Your tasks:
1. According to the source text, what share of bugs can be caught with 10-20% of the effort?
2. Add -55 to every bounding-box coordinate in the answers, and reproduce the listing from its start through the line containing "[45,18,115,78]", requests included. Leave out the pictures.

Source text:
──────────────────────────────

And even if you could … you still can’t predict tomorrow’s ice storm or traffic patterns from Antarctica or some other novel, chaotic entrant. It’s a fool’s game to try.
So does everyone else
You can’t spin up a copy of Facebook. You can’t spin up a copy of the national power grid. Some things just aren’t amenable to cloning. And that’s fine.
You just can’t usefully mimic the qualities of size and chaos that tease out the long thin tail of bugs or behavior.
And you shouldn’t try.
It’s probably fine
There’s a lot of value in testing: to a point. But if you can catch 80-90% of the bugs with 10-20% of the effort — and you can! – the rest is more usefully poured into making your systems resilient, not preventing failure.
You should actually be practicing failure regularly. Ideally, everyone who has access to production knows how to do a deploy and rollback, or how to get to a known-good state fast. Everyone should know what a normally-operating system looks like, and how to debug basic problems. This should not be a rare occurrence.

──────────────────────────────

Detection annotation records:
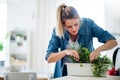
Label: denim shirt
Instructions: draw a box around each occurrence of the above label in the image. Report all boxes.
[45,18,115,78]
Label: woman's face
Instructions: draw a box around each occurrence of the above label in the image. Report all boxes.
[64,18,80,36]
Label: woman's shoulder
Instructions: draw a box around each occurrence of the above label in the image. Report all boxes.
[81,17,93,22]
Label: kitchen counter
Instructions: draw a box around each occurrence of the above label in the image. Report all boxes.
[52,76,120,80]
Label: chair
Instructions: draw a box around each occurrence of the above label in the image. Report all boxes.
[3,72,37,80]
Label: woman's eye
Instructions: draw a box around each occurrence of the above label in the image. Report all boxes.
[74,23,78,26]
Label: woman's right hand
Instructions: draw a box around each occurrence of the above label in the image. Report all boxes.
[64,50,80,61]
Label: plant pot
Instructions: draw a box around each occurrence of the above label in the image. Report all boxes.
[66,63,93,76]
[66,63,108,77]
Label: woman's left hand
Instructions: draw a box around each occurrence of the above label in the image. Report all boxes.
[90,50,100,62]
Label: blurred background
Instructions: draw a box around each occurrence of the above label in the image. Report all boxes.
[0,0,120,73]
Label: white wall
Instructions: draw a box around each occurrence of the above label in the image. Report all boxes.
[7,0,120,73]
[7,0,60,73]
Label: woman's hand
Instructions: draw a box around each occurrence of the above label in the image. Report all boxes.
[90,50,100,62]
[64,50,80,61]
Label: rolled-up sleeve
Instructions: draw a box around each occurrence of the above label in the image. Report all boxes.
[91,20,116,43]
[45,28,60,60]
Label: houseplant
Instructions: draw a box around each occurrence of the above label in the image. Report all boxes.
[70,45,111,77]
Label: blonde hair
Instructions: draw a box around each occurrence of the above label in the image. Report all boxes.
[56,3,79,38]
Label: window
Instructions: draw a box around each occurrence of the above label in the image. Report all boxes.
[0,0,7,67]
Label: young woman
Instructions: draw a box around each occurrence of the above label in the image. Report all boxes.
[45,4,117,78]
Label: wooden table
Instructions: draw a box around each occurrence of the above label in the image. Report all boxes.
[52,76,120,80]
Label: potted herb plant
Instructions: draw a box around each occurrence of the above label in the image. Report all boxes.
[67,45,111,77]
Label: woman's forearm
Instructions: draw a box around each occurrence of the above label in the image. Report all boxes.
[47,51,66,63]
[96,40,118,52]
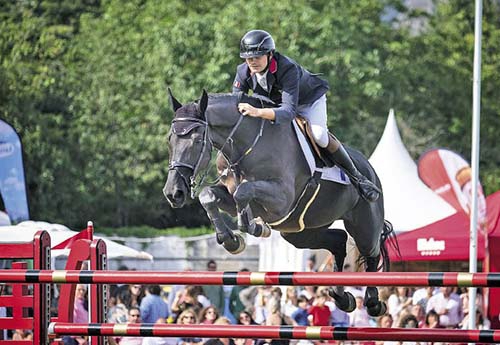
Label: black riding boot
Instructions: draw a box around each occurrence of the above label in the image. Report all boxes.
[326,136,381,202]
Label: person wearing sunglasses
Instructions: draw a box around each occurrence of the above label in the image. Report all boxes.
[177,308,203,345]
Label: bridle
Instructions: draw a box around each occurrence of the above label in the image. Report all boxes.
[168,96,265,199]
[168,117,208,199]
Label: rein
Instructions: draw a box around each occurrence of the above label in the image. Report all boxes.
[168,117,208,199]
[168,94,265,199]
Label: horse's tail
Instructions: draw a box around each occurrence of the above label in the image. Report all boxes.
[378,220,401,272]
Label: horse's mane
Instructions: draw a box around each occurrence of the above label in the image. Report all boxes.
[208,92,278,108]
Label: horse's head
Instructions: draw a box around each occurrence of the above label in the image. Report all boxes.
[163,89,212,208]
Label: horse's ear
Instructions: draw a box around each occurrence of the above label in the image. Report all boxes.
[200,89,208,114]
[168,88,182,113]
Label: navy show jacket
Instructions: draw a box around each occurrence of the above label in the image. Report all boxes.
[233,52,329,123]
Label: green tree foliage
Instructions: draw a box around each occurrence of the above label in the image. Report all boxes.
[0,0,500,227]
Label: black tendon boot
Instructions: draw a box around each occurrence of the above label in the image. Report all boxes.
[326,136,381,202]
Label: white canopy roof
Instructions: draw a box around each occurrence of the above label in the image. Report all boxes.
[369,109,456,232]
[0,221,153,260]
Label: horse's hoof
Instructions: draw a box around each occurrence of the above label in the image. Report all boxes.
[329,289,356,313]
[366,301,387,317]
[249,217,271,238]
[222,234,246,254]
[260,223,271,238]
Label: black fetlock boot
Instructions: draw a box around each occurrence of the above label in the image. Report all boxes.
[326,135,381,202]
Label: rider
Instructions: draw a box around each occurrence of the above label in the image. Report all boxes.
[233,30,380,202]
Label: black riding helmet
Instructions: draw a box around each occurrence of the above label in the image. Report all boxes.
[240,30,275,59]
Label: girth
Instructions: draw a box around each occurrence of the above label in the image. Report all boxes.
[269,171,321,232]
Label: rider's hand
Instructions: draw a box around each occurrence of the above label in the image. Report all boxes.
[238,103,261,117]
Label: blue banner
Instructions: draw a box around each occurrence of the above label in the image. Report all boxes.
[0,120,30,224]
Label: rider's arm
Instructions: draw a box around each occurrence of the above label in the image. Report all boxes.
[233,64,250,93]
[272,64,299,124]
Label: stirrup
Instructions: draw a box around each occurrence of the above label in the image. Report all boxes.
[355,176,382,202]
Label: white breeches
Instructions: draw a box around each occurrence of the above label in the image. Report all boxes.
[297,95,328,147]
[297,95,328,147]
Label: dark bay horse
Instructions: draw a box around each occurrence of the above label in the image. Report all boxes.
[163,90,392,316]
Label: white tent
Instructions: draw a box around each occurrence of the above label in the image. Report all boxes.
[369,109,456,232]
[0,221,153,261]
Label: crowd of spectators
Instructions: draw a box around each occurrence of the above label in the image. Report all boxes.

──────────────────────────────

The answers:
1. 80-90% of the bugs.

2.
Label: denim shirt
Instructions: draw a box around each occurrence of the above label in the image. Report all boxes.
[-10,-37,60,23]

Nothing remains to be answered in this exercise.